● **SELECTED PASSAGE**:
Item 1.01. Entry into a Material Definitive Agreement.

On January 27, 2020, Navient Corporation (the "Company") completed a public offering of $700,000,000 aggregate principal amount of its 5.00% Senior Notes due 2027 (the "Notes").

The offering of the Notes was made pursuant to the Company's shelf registration statement on Form S-3 (Registration No. 333-218415) filed with the Securities and Exchange Commission (the "SEC") on June 1, 2017, including a related prospectus and prospectus supplement filed with the SEC on June 1, 2017 and January 23, 2020, respectively.

In connection with the offering of the Notes, the Company entered into an Underwriting Agreement, dated January 23, 2020 (the "Underwriting Agreement"), among the Company and RBC Capital Markets, LLC, BofA Securities, Inc. and J.P. Morgan Securities LLC, as representatives of the underwriters named therein (together, the "Underwriters"). Pursuant to the Underwriting Agreement, the Company agreed to sell the Notes to the Underwriters, and the Underwriters agreed to purchase the Notes for resale to the public. The Underwriting Agreement includes customary representations, warranties and covenants by the Company. It also provides for customary indemnification by each of the Company and the Underwriters against certain liabilities and customary contribution provisions in respect of those liabilities.

● **OBJECTIVE**: Continue the Navient filing on the 5.00% Senior Notes offering from its last sentence.

● **ENTRIES PROVIDED**:
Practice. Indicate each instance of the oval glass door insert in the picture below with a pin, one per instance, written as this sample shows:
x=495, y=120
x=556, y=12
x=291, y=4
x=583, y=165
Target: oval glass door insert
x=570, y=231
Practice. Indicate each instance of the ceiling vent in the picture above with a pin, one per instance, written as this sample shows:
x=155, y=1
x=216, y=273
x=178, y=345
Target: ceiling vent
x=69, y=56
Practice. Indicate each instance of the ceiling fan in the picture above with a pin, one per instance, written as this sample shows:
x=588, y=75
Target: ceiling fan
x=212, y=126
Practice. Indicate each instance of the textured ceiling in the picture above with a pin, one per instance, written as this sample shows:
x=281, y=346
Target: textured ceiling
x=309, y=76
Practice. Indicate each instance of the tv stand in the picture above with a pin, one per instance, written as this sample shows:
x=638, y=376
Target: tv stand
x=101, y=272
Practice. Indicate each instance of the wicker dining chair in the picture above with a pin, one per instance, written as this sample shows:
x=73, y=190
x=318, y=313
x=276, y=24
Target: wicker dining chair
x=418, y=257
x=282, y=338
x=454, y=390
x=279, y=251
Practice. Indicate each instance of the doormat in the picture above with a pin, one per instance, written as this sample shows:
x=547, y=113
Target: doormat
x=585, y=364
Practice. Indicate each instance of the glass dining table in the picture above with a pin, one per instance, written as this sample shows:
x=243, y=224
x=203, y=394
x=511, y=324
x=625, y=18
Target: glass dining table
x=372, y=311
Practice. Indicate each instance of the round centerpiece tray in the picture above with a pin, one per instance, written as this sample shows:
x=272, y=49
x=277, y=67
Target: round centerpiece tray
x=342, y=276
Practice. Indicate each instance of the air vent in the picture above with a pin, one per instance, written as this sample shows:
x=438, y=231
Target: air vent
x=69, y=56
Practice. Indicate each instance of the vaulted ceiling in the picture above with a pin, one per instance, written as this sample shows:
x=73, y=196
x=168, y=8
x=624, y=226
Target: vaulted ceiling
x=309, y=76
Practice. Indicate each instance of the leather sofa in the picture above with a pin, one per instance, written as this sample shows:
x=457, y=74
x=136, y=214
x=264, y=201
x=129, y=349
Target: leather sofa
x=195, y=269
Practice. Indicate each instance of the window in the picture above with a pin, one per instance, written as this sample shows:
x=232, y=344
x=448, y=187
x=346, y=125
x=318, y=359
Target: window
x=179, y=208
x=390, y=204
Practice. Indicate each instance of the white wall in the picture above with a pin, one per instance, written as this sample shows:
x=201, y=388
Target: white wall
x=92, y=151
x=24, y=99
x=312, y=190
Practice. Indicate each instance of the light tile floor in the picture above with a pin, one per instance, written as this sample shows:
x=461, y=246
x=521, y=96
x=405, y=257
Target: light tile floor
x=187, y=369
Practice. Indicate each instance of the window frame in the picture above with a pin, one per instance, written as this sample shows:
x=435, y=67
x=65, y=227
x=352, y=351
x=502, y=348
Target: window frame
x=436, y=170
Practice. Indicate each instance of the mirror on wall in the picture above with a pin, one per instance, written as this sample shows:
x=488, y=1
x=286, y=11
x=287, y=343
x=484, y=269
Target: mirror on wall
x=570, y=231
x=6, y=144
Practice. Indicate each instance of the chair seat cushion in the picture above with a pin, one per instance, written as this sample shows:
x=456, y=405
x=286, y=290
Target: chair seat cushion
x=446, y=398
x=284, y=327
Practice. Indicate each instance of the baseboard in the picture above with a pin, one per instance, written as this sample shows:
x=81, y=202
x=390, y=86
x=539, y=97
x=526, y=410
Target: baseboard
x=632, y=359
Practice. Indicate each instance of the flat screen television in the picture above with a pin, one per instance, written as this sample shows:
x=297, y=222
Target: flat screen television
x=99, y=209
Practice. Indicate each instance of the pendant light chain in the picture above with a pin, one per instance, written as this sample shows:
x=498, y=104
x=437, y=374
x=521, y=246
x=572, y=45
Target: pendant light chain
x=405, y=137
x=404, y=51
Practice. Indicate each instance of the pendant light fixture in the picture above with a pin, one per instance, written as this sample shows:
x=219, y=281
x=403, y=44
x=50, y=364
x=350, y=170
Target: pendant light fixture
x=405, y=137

● **ANSWER FOR THE TASK**:
The Notes were issued under the base indenture, dated as of July 18, 2014 (the "Base Indenture"), between the Company and The Bank of New York Mellon, as trustee, as amended by an eleventh supplemental indenture, dated as of January 27, 2020 (the "Eleventh Supplemental Indenture," and together with the Base Indenture, the "Indenture").

The Underwriting Agreement, the Indenture and the form of global note for the offering are filed as exhibits to this Form 8-K and are incorporated herein by reference.

Item 2.03. Creation of a Direct Financial Obligation or an Obligation under an


           Off-Balance Sheet Arrangement of a Registrant.


The information related to the Indenture in Item 1.01 of this Form 8-K is hereby incorporated by reference into this Item 2.03.

Item 9.01(d). Financial Statements and Exhibits.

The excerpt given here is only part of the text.